• **INSTRUCTIONS TO FOLLOW**:
Pull out every line of the records below and copy each one word for word, leaving out the picture.

--- START OF GIVEN INFORMATION ---

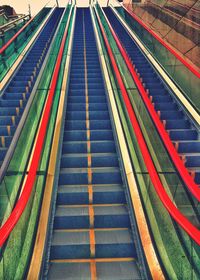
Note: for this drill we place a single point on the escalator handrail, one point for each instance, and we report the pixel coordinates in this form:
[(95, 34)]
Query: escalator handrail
[(3, 49), (177, 161), (3, 28), (192, 231), (10, 223), (164, 43)]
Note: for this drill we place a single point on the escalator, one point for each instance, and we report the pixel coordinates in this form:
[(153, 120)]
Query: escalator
[(16, 94), (92, 235), (181, 129)]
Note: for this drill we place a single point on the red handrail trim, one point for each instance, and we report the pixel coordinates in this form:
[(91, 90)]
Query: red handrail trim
[(155, 179), (8, 226), (166, 45), (183, 171), (16, 35)]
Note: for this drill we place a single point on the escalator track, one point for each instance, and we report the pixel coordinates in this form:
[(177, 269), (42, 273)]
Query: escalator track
[(14, 98), (180, 128)]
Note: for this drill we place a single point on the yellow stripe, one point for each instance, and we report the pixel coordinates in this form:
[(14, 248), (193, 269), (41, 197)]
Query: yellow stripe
[(36, 261), (93, 269), (17, 111), (13, 120), (87, 230), (8, 129), (90, 194), (86, 205)]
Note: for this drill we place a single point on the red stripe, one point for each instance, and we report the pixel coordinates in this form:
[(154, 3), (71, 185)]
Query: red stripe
[(167, 46), (23, 200), (188, 180), (169, 205)]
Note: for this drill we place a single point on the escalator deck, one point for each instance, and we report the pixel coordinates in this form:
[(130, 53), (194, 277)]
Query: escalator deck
[(92, 234)]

--- END OF GIVEN INFORMATION ---

• **RIGHT ANSWER**:
Note: for this drill we place a single point on the escalator handrail, one point for each instance, and we report the pixel coordinates in this form:
[(95, 34)]
Query: escalator handrail
[(3, 49), (177, 161), (3, 28), (192, 231), (10, 223), (164, 43)]
Note: for this drill we place a single point on the escalator, one point for each instance, and we report the pixel coordinates in this form:
[(153, 120)]
Query: escalator
[(16, 94), (92, 235), (181, 129)]
Note: for this drill we place a single point on the red handrail trim, one point for each instance, and we report the pixel coordinates in this form:
[(91, 90)]
Query: red handrail trim
[(155, 179), (8, 226), (166, 45), (183, 171), (16, 35)]
Note: for this drill we place a single point on the escalator track, one point for each instance, and we report the pixel coordinates in this form:
[(177, 269), (42, 273)]
Query: escalator track
[(14, 98), (180, 128)]
Note: for this drill we place a single point on the yellow stripe, one point for each instance, and we report the pixel coordinates in this form:
[(14, 248), (193, 269), (41, 197)]
Query: yellow stripe
[(36, 261), (93, 269), (17, 111), (13, 120), (87, 230), (8, 129), (90, 194), (86, 205)]
Note: for this drill we place a single point on the red stripe, one point for each instance, and we report the pixel coordinates in this form:
[(154, 3), (71, 185)]
Query: red stripe
[(167, 46), (23, 200), (188, 180), (169, 205)]
Note: for this drill we place a single point on the escalator deck, one point for each instance, and we report the pixel coordinates in this form:
[(130, 53), (194, 277)]
Query: escalator deck
[(92, 234)]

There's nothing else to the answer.